--- Exercise passage Enclosed Below ---

The other day I was talking with Developing World Awareness Club President Alan Wright when he told me 30,000 children die every day of preventable causes.

He elaborated: “AJ, these are preventable causes such as malnutrition, diseases with cheap vaccinations and lack of access to clean water. Imagine if those were American children, and we watched them die and did nothing.”

I immediately told Alan not to worry because, lucky for us, I had a plan.

The plan is simple – every time you go to a restaurant, ask for some extra packets of ketchup – the more the better. You can ask for barbecue sauce, honey mustard or sweet and sour, but really, ketchup is the best because it is the only condiment that passes as a vegetable (according to Reagan administration guidelines). Now once you finish your meal, stick the extra ketchup packets in an envelope, label it “AFRICA” and take it to the post office.

The best part about this idea is everyone can do their fair share. It will be a huge grassroots movement. I already have a campaign slogan: “Colonialism and Imperialism are past: Now is our time to Ketchup on Development!” I am planning to call Ronald McDonald to get his thoughts about the campaign and to see if he’d like to be its spokesman.

See, the great thing about ketchup is you probably could live off it forever because it’s got lycopene (I don’t know what that means, I just know the bottle says it fights cancer). Then once those in need got ketchup, they could spend their time developing because they would have plenty of food. Alan seemed skeptical of my idea, so I took my idea to the pros.

I asked Professor Andrew Blum, head of the International Development and Conflict Management minor, what he thought of Ketchup Development. He told me: “It’s a bad idea, but not for reasons you might think.” I looked at him skeptically. I mean, Ronald McDonald was practically on board!

He explained to me international aid really has to be tailored to the needs of the country receiving aid, and not to the needs of the donor country. This means my idea of Ketchup Development, while a great sell to the American people, is not very well tailored to the needs of those in developing countries.

--- End of Enclosed Exercise passage ---
--- Data shown Enclosed Below ---

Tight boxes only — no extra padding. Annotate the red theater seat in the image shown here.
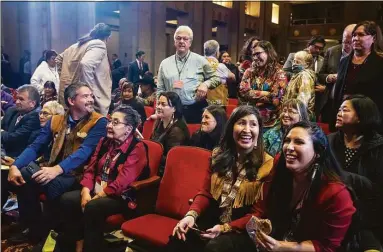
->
[142,120,156,139]
[228,98,238,106]
[144,106,154,117]
[188,123,201,136]
[106,140,164,229]
[121,146,211,247]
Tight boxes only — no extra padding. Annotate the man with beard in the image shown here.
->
[8,83,107,243]
[157,25,221,123]
[283,36,326,77]
[1,85,40,158]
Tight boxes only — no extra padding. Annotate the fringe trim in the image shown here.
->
[233,180,263,208]
[210,173,264,208]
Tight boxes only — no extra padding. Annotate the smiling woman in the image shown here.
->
[168,106,273,252]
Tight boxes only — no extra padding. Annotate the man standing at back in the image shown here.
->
[157,25,221,123]
[315,24,356,123]
[128,51,149,93]
[56,23,112,115]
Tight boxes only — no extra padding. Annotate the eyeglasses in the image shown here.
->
[253,51,265,58]
[108,119,128,127]
[176,36,190,42]
[39,111,52,117]
[282,109,299,115]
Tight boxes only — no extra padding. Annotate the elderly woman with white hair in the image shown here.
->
[157,25,221,123]
[282,51,316,120]
[203,40,235,105]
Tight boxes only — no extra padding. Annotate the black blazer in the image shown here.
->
[1,107,40,157]
[113,59,122,70]
[334,51,383,119]
[128,60,149,83]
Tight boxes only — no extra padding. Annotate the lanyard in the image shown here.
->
[174,51,190,80]
[101,151,121,182]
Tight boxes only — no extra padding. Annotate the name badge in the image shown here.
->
[173,81,184,89]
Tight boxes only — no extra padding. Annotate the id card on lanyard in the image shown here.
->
[94,152,121,194]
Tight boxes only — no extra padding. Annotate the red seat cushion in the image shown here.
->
[106,214,126,228]
[121,214,178,247]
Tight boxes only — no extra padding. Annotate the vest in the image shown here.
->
[48,112,103,176]
[206,57,229,105]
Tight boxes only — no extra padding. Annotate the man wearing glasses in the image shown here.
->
[8,83,107,244]
[157,25,221,123]
[283,36,326,74]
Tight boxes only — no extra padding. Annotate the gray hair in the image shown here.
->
[174,25,193,41]
[17,84,40,108]
[43,101,65,115]
[203,40,219,56]
[64,82,92,108]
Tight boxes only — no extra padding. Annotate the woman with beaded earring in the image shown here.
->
[167,105,274,252]
[239,41,288,130]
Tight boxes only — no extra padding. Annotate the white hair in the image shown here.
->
[174,25,193,40]
[203,40,219,56]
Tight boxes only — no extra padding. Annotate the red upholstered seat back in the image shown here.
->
[144,106,154,117]
[142,120,156,139]
[156,146,211,219]
[142,140,164,177]
[317,122,331,135]
[188,123,201,135]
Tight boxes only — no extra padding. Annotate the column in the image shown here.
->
[149,2,166,72]
[120,2,140,65]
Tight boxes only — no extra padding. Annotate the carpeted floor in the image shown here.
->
[1,211,33,252]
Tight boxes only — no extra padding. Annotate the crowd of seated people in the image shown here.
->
[1,21,383,252]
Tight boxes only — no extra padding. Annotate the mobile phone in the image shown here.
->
[26,161,41,175]
[189,227,206,234]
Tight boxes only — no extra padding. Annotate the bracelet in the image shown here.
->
[221,223,232,233]
[185,210,198,221]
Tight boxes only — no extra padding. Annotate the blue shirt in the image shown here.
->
[13,117,107,173]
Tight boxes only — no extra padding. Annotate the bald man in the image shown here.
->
[315,24,356,122]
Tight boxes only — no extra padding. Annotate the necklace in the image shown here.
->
[351,54,369,69]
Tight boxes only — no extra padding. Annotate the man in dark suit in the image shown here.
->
[283,36,326,77]
[128,51,149,92]
[315,24,355,123]
[112,53,122,70]
[1,85,40,158]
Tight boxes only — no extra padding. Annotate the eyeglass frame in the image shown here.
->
[106,118,129,127]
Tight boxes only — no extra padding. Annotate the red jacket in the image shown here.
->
[255,182,355,252]
[81,136,147,196]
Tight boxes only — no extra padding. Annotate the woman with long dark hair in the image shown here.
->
[168,106,273,251]
[328,95,383,251]
[150,92,190,176]
[190,105,227,150]
[263,99,310,157]
[255,121,355,252]
[333,21,383,127]
[239,41,287,129]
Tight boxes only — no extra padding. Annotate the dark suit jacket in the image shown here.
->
[113,59,122,70]
[334,51,383,121]
[128,60,149,83]
[319,45,342,84]
[315,45,342,115]
[1,107,40,157]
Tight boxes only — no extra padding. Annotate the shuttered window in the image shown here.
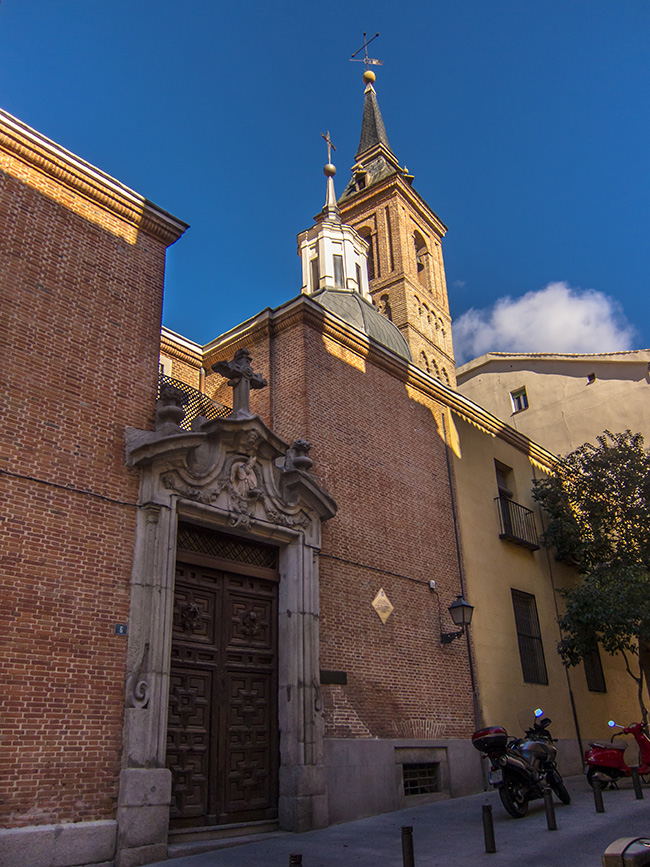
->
[511,590,548,683]
[584,647,607,692]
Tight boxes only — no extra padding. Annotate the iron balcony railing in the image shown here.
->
[158,373,232,430]
[494,496,539,551]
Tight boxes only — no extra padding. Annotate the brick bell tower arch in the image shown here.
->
[338,70,455,386]
[116,349,336,867]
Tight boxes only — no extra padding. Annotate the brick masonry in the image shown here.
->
[177,304,473,738]
[0,113,183,828]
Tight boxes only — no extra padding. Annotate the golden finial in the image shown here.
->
[321,130,336,178]
[350,33,384,84]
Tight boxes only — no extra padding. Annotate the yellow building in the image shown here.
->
[456,349,650,455]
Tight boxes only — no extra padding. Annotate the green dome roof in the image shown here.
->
[311,289,413,361]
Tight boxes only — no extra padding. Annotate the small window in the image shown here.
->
[310,256,320,292]
[402,762,440,795]
[494,461,514,499]
[583,646,607,692]
[511,590,548,684]
[333,255,343,289]
[510,388,528,412]
[359,226,379,280]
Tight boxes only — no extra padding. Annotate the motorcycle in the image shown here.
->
[472,708,571,819]
[585,720,650,788]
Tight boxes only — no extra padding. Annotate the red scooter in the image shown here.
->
[585,720,650,788]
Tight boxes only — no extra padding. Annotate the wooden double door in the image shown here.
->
[167,552,278,828]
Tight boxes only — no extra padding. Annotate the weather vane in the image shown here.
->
[321,130,336,164]
[350,33,384,72]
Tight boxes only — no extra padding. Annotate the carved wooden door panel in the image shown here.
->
[167,563,278,827]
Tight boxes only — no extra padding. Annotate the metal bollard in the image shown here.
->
[632,768,643,801]
[402,825,415,867]
[544,786,557,831]
[594,780,605,813]
[483,804,497,852]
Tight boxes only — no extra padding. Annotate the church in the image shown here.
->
[0,70,634,867]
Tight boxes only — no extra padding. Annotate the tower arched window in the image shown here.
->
[379,295,393,322]
[359,226,375,280]
[413,232,429,286]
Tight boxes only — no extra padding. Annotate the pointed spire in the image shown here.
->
[354,70,392,160]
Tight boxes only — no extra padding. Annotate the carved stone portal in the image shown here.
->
[116,384,336,867]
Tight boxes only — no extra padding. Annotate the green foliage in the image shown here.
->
[533,430,650,673]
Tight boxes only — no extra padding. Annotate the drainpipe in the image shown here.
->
[533,466,585,764]
[442,409,481,729]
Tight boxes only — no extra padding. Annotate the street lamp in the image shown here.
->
[440,596,474,644]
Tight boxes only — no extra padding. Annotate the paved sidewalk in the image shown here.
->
[149,777,650,867]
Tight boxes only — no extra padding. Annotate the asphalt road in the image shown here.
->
[149,777,650,867]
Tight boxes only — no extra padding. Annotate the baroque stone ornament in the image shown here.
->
[155,385,188,436]
[212,348,268,419]
[126,641,151,710]
[284,438,314,472]
[180,602,202,632]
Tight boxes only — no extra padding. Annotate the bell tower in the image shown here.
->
[338,69,456,386]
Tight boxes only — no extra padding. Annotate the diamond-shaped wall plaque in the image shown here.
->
[372,587,393,623]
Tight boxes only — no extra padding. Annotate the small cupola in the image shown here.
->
[298,132,370,300]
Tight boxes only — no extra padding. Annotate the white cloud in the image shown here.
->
[453,282,636,364]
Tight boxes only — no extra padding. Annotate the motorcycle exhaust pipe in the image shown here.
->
[593,771,614,783]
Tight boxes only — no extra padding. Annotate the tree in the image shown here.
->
[533,430,650,723]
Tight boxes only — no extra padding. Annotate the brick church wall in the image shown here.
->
[200,302,473,738]
[0,116,182,827]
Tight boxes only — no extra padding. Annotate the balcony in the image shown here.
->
[158,373,232,430]
[494,496,539,551]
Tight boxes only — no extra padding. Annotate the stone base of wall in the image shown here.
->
[324,738,483,824]
[0,820,117,867]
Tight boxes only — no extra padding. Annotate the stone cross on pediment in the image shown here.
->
[212,349,268,419]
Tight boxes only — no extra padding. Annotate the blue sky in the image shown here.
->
[0,0,650,354]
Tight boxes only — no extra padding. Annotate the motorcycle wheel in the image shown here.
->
[499,774,528,819]
[587,765,616,789]
[548,774,571,804]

--- End of Enclosed Data shown ---

Check your understanding:
(1) Name every condiment that the column about Ketchup Development says you can ask for at a restaurant.
(2) Write the next part of the column about Ketchup Development, picking up right after its final sentence.

Responses by task:
(1) ketchup, barbecue sauce, honey mustard, sweet and sour

(2)
We have made mistakes like Ketchup Development, though maybe not as large scale. Blum recalled a story of the United States showing up in Laos with a bunch of wheat, when in Laos, the people’s entire diet is based off rice and would not have the slightest idea what to do with wheat.

Unfortunately, this is not an isolated incident. One of our aid programs is Food for Peace, which dumps subsidized U.S. farm goods on developing economies and floods their markets, driving down the price of the agricultural goods most developing economies rely on for income. Blum told me it was a sort of a Catch-22 – the programs that are easy to sell to the American people, like the dumping of subsidized agricultural goods, aren’t effective. So when we use these easy tactics to sell programs, people see they don’t work and then claim aid does not work at all.

International development must be tailored to those who need it. Whether you choose to acknowledge it, international development attacks the root of some of the biggest global issues today: war, terrorism, HIV and AIDS, avian flu, poverty and immigration, to name some of the most important ones. While sending items like ketchup may make us feel warm and fuzzy, it is only by sending what people need – money, resources and experts – that we would be making sure we are really as good as we claim to be.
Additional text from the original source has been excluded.